> _Collected data_
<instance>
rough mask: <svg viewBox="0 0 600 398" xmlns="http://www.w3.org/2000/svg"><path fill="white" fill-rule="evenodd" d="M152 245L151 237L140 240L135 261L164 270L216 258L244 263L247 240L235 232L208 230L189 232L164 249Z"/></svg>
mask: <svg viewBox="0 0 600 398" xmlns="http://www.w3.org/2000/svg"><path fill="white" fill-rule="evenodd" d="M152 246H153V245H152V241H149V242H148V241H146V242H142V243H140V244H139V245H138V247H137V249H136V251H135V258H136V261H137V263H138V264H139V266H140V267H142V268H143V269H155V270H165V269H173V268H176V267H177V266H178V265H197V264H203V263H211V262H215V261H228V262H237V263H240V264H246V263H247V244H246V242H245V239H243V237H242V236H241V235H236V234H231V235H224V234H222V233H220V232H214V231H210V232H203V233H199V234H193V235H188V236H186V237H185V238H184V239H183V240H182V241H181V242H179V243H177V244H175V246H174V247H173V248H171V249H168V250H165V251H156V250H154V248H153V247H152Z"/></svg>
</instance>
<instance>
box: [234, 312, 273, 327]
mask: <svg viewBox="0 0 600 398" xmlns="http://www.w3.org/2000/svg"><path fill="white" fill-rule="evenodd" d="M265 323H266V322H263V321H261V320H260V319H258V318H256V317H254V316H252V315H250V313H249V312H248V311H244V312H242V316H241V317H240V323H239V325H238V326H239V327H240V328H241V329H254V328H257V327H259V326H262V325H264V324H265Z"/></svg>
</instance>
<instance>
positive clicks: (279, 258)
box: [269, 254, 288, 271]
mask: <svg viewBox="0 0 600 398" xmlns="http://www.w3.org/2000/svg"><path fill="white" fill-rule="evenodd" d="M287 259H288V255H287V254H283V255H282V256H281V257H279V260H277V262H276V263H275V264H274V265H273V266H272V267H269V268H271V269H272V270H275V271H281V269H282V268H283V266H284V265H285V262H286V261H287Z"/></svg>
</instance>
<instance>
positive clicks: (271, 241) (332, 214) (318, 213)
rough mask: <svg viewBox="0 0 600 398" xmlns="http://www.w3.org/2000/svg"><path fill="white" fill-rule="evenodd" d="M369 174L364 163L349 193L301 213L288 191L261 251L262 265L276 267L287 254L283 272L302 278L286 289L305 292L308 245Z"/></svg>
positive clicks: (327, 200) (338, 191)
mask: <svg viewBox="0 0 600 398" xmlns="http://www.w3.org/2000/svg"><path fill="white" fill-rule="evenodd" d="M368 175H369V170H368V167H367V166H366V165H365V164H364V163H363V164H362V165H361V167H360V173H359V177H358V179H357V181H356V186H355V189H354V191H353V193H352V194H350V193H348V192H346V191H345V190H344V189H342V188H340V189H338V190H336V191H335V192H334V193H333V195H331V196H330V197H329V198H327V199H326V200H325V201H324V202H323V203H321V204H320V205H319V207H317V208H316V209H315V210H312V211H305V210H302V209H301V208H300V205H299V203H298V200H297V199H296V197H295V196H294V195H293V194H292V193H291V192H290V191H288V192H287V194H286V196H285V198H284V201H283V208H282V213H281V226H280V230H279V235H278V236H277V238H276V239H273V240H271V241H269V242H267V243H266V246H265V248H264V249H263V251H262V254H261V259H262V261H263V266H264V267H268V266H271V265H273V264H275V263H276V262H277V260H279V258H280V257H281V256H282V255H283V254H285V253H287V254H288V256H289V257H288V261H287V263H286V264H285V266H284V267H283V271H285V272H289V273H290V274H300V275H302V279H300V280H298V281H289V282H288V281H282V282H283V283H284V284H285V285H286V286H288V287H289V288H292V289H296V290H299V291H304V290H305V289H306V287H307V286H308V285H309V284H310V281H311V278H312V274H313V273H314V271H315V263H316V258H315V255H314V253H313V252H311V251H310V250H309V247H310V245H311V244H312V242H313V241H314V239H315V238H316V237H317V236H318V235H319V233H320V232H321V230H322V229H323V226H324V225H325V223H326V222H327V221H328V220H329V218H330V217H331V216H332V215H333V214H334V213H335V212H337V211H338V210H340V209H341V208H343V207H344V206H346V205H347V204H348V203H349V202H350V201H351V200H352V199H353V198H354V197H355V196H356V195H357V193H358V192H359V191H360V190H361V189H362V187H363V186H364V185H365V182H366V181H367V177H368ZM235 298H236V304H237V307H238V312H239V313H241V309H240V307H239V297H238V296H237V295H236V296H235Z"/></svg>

* * *

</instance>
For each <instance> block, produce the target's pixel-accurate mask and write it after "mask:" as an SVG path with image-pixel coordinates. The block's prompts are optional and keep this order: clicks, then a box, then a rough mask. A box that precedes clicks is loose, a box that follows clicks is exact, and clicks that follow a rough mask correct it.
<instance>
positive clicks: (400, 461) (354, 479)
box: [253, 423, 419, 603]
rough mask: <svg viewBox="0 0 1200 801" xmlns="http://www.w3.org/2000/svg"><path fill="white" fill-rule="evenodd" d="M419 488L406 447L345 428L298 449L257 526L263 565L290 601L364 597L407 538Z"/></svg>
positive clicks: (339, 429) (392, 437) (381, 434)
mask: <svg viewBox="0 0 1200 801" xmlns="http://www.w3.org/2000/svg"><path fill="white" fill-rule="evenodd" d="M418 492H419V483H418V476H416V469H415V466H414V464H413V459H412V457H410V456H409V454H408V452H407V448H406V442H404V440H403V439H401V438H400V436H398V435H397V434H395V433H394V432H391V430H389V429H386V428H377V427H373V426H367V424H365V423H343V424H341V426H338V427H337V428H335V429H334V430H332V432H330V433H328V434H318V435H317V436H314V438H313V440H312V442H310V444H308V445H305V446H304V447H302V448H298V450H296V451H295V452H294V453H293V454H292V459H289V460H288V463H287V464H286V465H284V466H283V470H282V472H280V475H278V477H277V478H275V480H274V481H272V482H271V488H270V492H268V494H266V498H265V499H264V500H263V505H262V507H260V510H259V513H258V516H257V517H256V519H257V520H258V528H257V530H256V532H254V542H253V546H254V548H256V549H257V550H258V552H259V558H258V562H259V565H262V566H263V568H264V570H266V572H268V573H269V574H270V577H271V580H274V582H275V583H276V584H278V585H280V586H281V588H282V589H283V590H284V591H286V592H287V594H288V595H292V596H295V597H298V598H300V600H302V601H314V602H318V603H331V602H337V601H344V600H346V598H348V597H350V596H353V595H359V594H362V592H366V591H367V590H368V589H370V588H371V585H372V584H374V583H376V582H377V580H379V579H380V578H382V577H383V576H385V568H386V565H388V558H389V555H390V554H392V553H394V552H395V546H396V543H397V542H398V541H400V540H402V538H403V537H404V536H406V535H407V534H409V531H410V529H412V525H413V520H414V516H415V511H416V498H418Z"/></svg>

> _ACTIVITY_
Rewrite the records from the line with "488L406 447L345 428L298" up to and including the line with "positive clicks: (339, 429)", swapping "rough mask" for "coarse mask" and leaving everything else as it is.

> _SOLVED EXERCISE_
coarse mask: <svg viewBox="0 0 1200 801" xmlns="http://www.w3.org/2000/svg"><path fill="white" fill-rule="evenodd" d="M419 488L406 447L345 428L298 449L257 526L263 565L290 601L364 597L407 538Z"/></svg>
positive clicks: (339, 429) (392, 437) (381, 434)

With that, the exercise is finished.